--- WORKING DATA ---

——

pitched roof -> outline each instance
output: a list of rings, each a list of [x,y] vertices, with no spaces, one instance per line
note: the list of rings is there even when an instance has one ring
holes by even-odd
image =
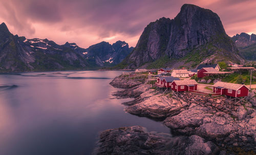
[[[233,83],[220,82],[220,81],[217,82],[217,83],[216,83],[214,85],[214,87],[224,87],[224,88],[227,88],[227,89],[232,89],[232,90],[237,90],[239,89],[241,87],[242,87],[243,86],[245,86],[248,89],[250,89],[247,87],[246,87],[245,85],[233,84]]]
[[[197,85],[197,82],[195,80],[175,80],[174,82],[178,85]]]
[[[161,69],[162,69],[163,70],[172,70],[172,68],[161,68]]]
[[[204,69],[204,70],[205,70],[206,71],[207,71],[208,72],[218,72],[218,70],[217,70],[216,69],[214,69],[212,67],[204,67],[204,68],[203,68],[203,69]]]
[[[159,78],[159,79],[160,79],[160,80],[161,81],[162,81],[162,80],[163,80],[163,79],[164,79],[164,77],[159,77],[158,78]]]
[[[212,67],[214,68],[215,68],[215,67],[216,67],[217,65],[218,64],[201,64],[197,67],[197,69],[201,69],[203,68],[206,67]]]
[[[173,81],[175,80],[180,80],[180,79],[178,78],[173,76],[164,77],[164,80],[165,80],[166,82],[173,82]]]
[[[186,69],[174,69],[172,72],[175,72],[176,74],[188,74],[188,71]]]
[[[197,69],[189,69],[188,70],[192,72],[196,72],[196,73],[197,72]]]

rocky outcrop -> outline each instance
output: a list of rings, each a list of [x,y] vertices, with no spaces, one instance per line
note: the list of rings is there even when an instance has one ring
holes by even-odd
[[[197,50],[203,53],[193,53]],[[164,55],[177,60],[189,53],[191,56],[200,55],[202,58],[218,54],[234,62],[241,59],[216,13],[184,4],[174,19],[162,17],[148,24],[123,64],[126,64],[126,68],[136,68]]]
[[[252,90],[249,92],[249,101],[254,107],[256,107],[256,89]]]
[[[225,153],[212,142],[197,135],[172,137],[148,132],[140,126],[102,132],[94,154],[219,154]]]
[[[147,88],[144,92],[138,91],[136,96],[140,94],[134,101],[123,103],[127,106],[126,111],[164,120],[164,124],[173,133],[196,134],[231,152],[234,151],[232,148],[239,147],[242,153],[256,152],[256,110],[251,103],[235,104],[222,96],[212,98],[186,92],[178,95],[163,94],[146,86],[142,84],[134,89],[126,89]],[[252,93],[251,99],[254,96]]]

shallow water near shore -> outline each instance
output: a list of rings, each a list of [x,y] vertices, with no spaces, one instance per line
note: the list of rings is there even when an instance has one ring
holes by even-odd
[[[0,74],[0,154],[90,154],[98,133],[140,125],[170,133],[161,122],[126,113],[110,99],[120,71]]]

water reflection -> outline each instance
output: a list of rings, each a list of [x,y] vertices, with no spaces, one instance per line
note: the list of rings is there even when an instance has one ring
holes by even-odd
[[[122,126],[169,133],[125,113],[121,103],[131,99],[110,99],[118,89],[109,83],[121,72],[0,74],[0,154],[89,154],[99,131]]]

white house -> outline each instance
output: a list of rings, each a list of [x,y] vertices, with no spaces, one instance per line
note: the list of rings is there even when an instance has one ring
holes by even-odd
[[[171,76],[177,78],[188,78],[189,72],[186,69],[174,69],[170,73]]]

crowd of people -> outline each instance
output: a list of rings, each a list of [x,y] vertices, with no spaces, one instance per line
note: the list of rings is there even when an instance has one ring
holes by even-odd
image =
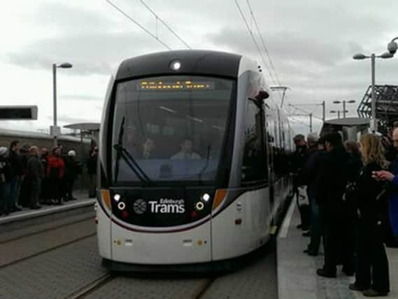
[[[87,160],[90,186],[95,186],[97,154],[98,148],[93,148]],[[20,147],[17,140],[8,148],[0,147],[0,216],[76,200],[73,185],[83,165],[76,155],[73,150],[64,154],[62,146],[51,151],[36,146]],[[95,197],[95,187],[92,189],[91,197]]]
[[[367,134],[343,143],[339,132],[294,137],[292,167],[301,216],[297,227],[324,265],[317,274],[335,278],[338,265],[355,280],[348,287],[368,297],[390,292],[385,244],[397,247],[398,128],[383,139]]]

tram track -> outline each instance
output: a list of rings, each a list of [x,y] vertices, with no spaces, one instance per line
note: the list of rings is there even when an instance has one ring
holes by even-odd
[[[92,219],[94,218],[94,216],[93,213],[87,213],[87,215],[83,215],[83,216],[80,216],[78,218],[78,220],[76,220],[76,221],[68,221],[68,222],[64,222],[64,220],[63,221],[59,221],[61,223],[58,224],[58,225],[52,225],[51,223],[45,223],[45,224],[42,224],[42,225],[38,225],[38,226],[42,226],[43,228],[38,228],[37,230],[34,230],[33,232],[26,232],[26,233],[23,233],[23,232],[11,232],[10,234],[10,235],[16,235],[16,236],[14,237],[4,237],[2,236],[1,235],[0,235],[0,245],[3,245],[4,244],[8,243],[8,242],[11,242],[13,241],[17,241],[27,237],[31,237],[34,235],[39,235],[41,233],[43,233],[43,232],[50,232],[51,230],[55,230],[59,228],[64,228],[66,226],[70,226],[74,224],[78,224],[78,223],[80,223],[85,221],[87,221],[87,220],[90,219]],[[18,230],[23,230],[23,229],[20,229]],[[19,232],[19,233],[18,233]]]
[[[90,235],[84,235],[84,236],[80,237],[79,237],[79,238],[78,238],[78,239],[74,239],[71,240],[71,241],[69,241],[69,242],[65,242],[65,243],[62,243],[62,244],[59,244],[59,245],[57,245],[57,246],[54,246],[54,247],[49,248],[48,249],[45,249],[45,250],[43,250],[43,251],[38,251],[38,252],[36,252],[36,253],[34,253],[34,254],[31,254],[31,255],[24,256],[24,257],[22,258],[19,258],[19,259],[17,259],[17,260],[13,260],[10,261],[10,262],[8,262],[8,263],[1,263],[1,264],[0,264],[0,270],[4,268],[4,267],[6,267],[10,266],[10,265],[15,265],[15,264],[16,264],[16,263],[20,263],[20,262],[23,262],[23,261],[24,261],[24,260],[29,260],[29,258],[35,258],[35,257],[38,256],[41,256],[41,255],[42,255],[42,254],[48,253],[49,253],[49,252],[50,252],[50,251],[54,251],[54,250],[55,250],[55,249],[59,249],[59,248],[64,247],[64,246],[70,245],[70,244],[71,244],[78,242],[80,242],[80,241],[84,240],[84,239],[87,239],[87,238],[89,238],[89,237],[93,237],[93,236],[94,236],[95,235],[96,235],[96,233],[90,234]]]
[[[204,283],[204,286],[201,289],[198,291],[197,294],[195,294],[193,297],[194,299],[201,299],[204,298],[204,295],[207,290],[210,288],[210,287],[213,285],[214,281],[217,279],[216,277],[209,278],[206,279],[206,281]]]
[[[111,282],[112,280],[115,279],[117,277],[111,273],[102,275],[101,277],[92,281],[90,284],[86,284],[85,286],[79,288],[76,291],[73,292],[71,295],[65,297],[64,299],[80,299],[86,297],[87,295],[94,292],[101,286],[106,285],[106,284]]]
[[[101,288],[105,286],[106,284],[121,277],[119,277],[118,275],[112,273],[107,273],[106,274],[101,276],[97,279],[93,280],[92,281],[81,287],[80,288],[74,291],[73,293],[67,295],[66,297],[64,297],[64,299],[82,299],[87,298],[87,296],[90,296],[90,295],[95,292],[96,291],[99,291]],[[201,279],[201,280],[203,280],[201,286],[199,288],[197,291],[194,291],[194,293],[192,295],[192,296],[190,296],[190,298],[192,299],[204,298],[206,291],[210,288],[210,287],[213,285],[213,283],[216,279],[217,277]],[[154,284],[155,283],[156,281],[154,280]]]
[[[91,213],[75,217],[74,221],[64,219],[55,224],[45,223],[36,228],[3,235],[0,242],[0,269],[48,253],[96,235]]]

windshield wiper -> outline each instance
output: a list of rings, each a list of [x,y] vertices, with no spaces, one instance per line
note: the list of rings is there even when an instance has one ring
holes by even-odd
[[[136,160],[129,153],[129,151],[123,147],[123,134],[125,134],[125,118],[123,116],[122,123],[120,124],[120,129],[119,130],[119,136],[118,144],[113,145],[113,148],[116,150],[116,165],[115,166],[115,183],[118,182],[118,177],[119,176],[120,158],[123,158],[125,162],[129,166],[140,181],[144,183],[150,183],[152,181],[146,175],[145,172],[138,165]]]
[[[203,181],[201,180],[201,175],[203,174],[204,172],[205,171],[205,169],[208,166],[208,159],[210,158],[210,150],[211,150],[211,146],[210,144],[208,146],[207,146],[207,156],[206,158],[206,164],[199,174],[199,182],[201,184],[203,184]]]

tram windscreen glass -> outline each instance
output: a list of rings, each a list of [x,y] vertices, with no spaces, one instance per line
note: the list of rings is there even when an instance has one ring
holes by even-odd
[[[138,182],[142,169],[152,181],[214,181],[233,85],[232,80],[188,76],[118,83],[113,144],[122,141],[139,172],[125,159],[116,163],[113,148],[114,180]]]

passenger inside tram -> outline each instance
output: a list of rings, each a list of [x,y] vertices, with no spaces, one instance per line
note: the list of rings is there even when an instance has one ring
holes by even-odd
[[[192,141],[190,138],[185,138],[180,144],[181,151],[176,155],[173,155],[171,159],[200,159],[197,153],[192,151]]]

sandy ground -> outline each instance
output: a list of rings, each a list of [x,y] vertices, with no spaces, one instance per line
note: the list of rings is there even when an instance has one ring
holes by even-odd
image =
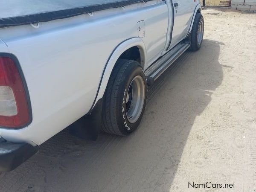
[[[218,12],[203,11],[201,49],[152,88],[136,132],[90,142],[65,130],[1,173],[0,191],[256,191],[256,14]]]

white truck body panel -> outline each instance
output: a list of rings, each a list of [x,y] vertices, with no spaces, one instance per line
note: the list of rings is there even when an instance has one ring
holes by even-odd
[[[169,48],[187,35],[195,7],[201,7],[198,0],[178,3],[180,11],[175,14],[177,21]],[[27,127],[0,128],[0,136],[40,145],[88,113],[103,96],[116,60],[129,48],[139,48],[146,69],[167,51],[174,20],[170,0],[166,4],[154,0],[40,23],[37,28],[25,25],[0,29],[0,52],[18,58],[32,114]],[[145,23],[143,38],[138,37],[137,29],[141,20]]]

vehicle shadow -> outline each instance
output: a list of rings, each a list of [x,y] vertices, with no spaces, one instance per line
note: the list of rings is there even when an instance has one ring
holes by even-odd
[[[102,133],[92,142],[66,129],[17,169],[1,173],[0,191],[169,191],[195,119],[222,82],[220,44],[204,40],[199,51],[175,61],[150,88],[131,135]]]

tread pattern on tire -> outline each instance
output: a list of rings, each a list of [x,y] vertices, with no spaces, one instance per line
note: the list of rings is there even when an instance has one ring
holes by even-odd
[[[197,51],[200,49],[197,42],[197,32],[199,22],[202,17],[203,15],[200,13],[197,13],[195,17],[191,30],[191,46],[189,47],[189,50],[191,51]]]

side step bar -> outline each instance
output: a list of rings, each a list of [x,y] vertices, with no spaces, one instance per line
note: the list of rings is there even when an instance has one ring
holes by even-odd
[[[190,46],[181,43],[157,59],[145,71],[149,85],[154,82]]]

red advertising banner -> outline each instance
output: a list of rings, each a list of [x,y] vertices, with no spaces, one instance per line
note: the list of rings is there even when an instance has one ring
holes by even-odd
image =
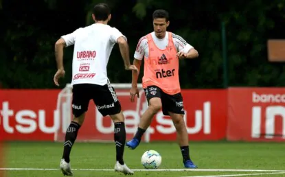
[[[229,141],[285,141],[284,88],[228,89]]]
[[[3,90],[0,103],[1,128],[5,140],[54,139],[58,90]]]
[[[141,93],[135,103],[129,100],[128,90],[116,90],[126,117],[127,139],[137,130],[148,104]],[[63,141],[71,117],[67,99],[57,105],[58,90],[3,90],[0,103],[1,128],[5,140]],[[185,121],[190,141],[220,140],[225,138],[227,91],[225,90],[185,90],[182,91],[185,110]],[[65,105],[64,106],[64,105]],[[68,109],[66,109],[66,108]],[[67,114],[65,114],[66,115]],[[68,114],[67,114],[68,115]],[[71,115],[71,114],[70,114]],[[176,130],[169,117],[160,111],[153,118],[143,141],[176,141]],[[87,117],[78,136],[78,141],[113,141],[113,125],[102,117],[90,102]]]

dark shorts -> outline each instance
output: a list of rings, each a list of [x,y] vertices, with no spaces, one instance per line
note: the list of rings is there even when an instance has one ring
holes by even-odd
[[[148,103],[153,97],[159,97],[161,99],[162,113],[164,115],[169,115],[168,111],[184,115],[183,100],[181,93],[169,95],[156,86],[150,86],[144,89]]]
[[[90,99],[93,99],[103,116],[121,112],[121,104],[116,93],[109,84],[104,86],[91,84],[74,84],[72,92],[72,113],[76,117],[87,111]]]

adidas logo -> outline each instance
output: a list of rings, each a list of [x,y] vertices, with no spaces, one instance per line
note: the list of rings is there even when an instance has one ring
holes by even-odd
[[[168,62],[169,61],[166,58],[166,55],[164,55],[164,54],[162,54],[162,56],[159,58],[159,62],[158,62],[159,64],[168,64]]]

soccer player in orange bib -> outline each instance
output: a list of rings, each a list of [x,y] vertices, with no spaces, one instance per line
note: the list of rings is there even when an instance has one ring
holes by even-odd
[[[150,125],[153,116],[162,108],[164,115],[170,115],[177,132],[184,167],[196,168],[189,154],[188,133],[183,120],[184,108],[179,78],[179,58],[198,57],[198,51],[181,36],[167,32],[169,14],[157,10],[152,14],[155,32],[139,40],[135,53],[134,65],[140,68],[144,58],[143,87],[148,102],[148,108],[142,115],[137,131],[126,146],[134,150]],[[133,72],[130,99],[139,97],[138,72]]]

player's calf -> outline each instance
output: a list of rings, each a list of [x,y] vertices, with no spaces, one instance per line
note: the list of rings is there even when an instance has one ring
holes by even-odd
[[[65,159],[61,159],[60,168],[64,176],[73,176],[71,167],[69,163],[67,163]]]

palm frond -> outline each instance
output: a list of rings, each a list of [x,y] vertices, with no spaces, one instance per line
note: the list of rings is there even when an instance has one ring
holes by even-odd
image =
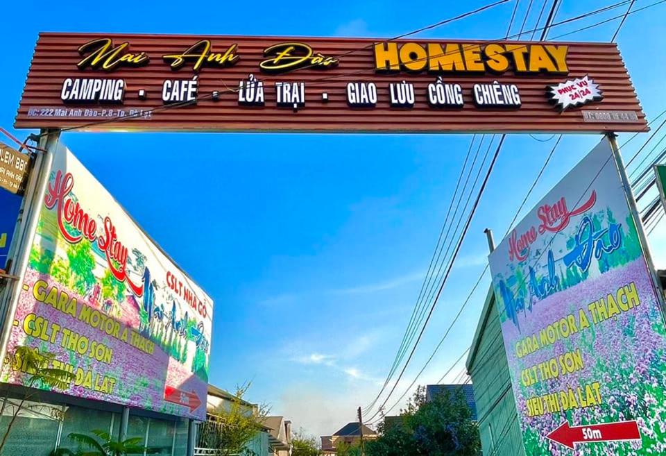
[[[109,433],[105,430],[103,430],[101,429],[93,429],[90,432],[105,441],[109,441],[111,440],[111,436],[109,435]]]
[[[143,437],[132,437],[130,439],[123,440],[121,443],[126,446],[136,446],[142,441],[144,441]]]
[[[79,454],[74,453],[69,448],[58,448],[51,451],[49,456],[78,456]]]
[[[143,446],[139,446],[137,445],[129,445],[126,446],[124,448],[124,453],[126,455],[143,455],[144,451],[146,453],[152,454],[151,448],[146,448]]]
[[[91,437],[89,435],[71,432],[67,437],[77,444],[80,444],[81,445],[84,445],[88,448],[95,450],[96,451],[98,451],[100,455],[106,455],[106,450],[104,449],[104,448],[99,444],[99,442]]]

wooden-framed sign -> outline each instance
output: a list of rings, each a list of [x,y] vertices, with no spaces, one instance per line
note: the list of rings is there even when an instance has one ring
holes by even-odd
[[[52,33],[40,35],[15,126],[647,130],[612,43]]]
[[[0,142],[0,188],[22,195],[31,169],[31,156]]]

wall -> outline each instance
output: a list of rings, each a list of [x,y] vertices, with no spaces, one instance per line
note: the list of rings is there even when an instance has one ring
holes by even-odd
[[[22,398],[17,395],[3,395],[0,398],[0,440],[6,434]],[[48,456],[56,448],[76,451],[78,444],[68,438],[72,432],[92,435],[93,430],[99,430],[109,432],[117,439],[120,434],[120,411],[100,409],[105,407],[99,407],[96,403],[89,404],[90,407],[55,400],[26,401],[8,435],[3,456]],[[168,421],[139,416],[130,412],[128,438],[137,437],[142,438],[140,445],[156,448],[158,453],[154,454],[159,456],[185,456],[187,422],[184,419]]]
[[[523,456],[495,295],[486,298],[468,360],[477,402],[484,456]]]

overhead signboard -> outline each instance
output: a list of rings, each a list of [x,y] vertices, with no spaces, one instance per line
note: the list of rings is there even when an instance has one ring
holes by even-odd
[[[606,140],[489,260],[525,454],[663,454],[666,327]]]
[[[15,355],[28,346],[74,374],[58,392],[205,419],[212,301],[63,149],[0,380],[28,383]]]
[[[585,111],[583,111],[583,109]],[[584,112],[601,110],[612,126]],[[644,131],[613,43],[42,33],[17,128]]]
[[[0,142],[0,188],[23,194],[31,167],[31,156]]]

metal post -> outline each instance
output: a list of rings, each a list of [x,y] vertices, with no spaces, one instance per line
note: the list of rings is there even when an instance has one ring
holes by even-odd
[[[127,439],[127,425],[130,422],[130,407],[123,407],[123,414],[120,417],[120,441]]]
[[[359,435],[361,436],[361,456],[365,456],[366,448],[363,444],[363,415],[361,414],[361,407],[359,407]]]
[[[39,153],[35,160],[35,167],[31,173],[26,188],[25,204],[24,205],[24,219],[20,228],[17,230],[15,242],[17,244],[15,261],[12,262],[11,268],[7,272],[16,276],[18,279],[12,280],[5,288],[4,293],[0,296],[0,309],[3,310],[0,315],[0,324],[2,325],[2,335],[0,339],[0,360],[4,360],[7,351],[7,343],[14,326],[10,323],[18,305],[19,295],[25,278],[26,269],[30,259],[30,251],[32,247],[37,223],[39,221],[42,210],[42,201],[46,193],[49,176],[53,164],[53,157],[60,141],[60,132],[56,130],[42,130],[40,140],[40,149],[46,152]]]
[[[187,420],[187,456],[194,456],[194,445],[196,440],[196,425],[194,420]]]
[[[493,230],[486,228],[484,230],[484,233],[486,233],[486,237],[488,239],[488,249],[492,253],[493,251],[495,250],[495,239],[493,237]]]
[[[629,183],[629,178],[626,176],[626,170],[624,169],[624,162],[622,161],[622,157],[620,153],[620,147],[617,146],[617,135],[613,133],[606,134],[608,142],[610,144],[610,149],[613,151],[613,156],[615,159],[615,165],[617,171],[620,172],[620,177],[622,181],[622,185],[624,187],[624,192],[626,194],[626,201],[629,204],[629,210],[631,212],[631,217],[633,218],[633,223],[636,226],[636,233],[638,233],[638,239],[643,247],[643,255],[645,257],[645,262],[647,263],[647,267],[650,270],[650,276],[652,278],[652,285],[654,287],[657,299],[659,300],[659,304],[661,306],[662,314],[666,312],[666,305],[664,303],[664,291],[659,282],[659,278],[657,277],[656,269],[654,267],[654,262],[652,261],[652,255],[650,253],[650,247],[647,244],[647,237],[643,230],[643,223],[640,219],[640,215],[638,213],[638,208],[636,206],[636,201],[633,198],[633,192],[631,190],[631,184]]]

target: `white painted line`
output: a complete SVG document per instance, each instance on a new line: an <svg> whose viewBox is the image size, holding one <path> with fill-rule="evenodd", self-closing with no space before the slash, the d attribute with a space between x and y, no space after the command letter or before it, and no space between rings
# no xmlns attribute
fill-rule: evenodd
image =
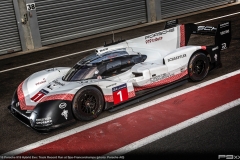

——

Show every row above that contains the string "evenodd", with case counting.

--- TASK SOLUTION ---
output: a complete SVG document per instance, each instance on a new line: an <svg> whose viewBox is the image size, holding one <path> with fill-rule="evenodd", self-closing with no space before the slash, the d attribute with a space between x and y, no space after the command letter or before it, and no space between rings
fill-rule: evenodd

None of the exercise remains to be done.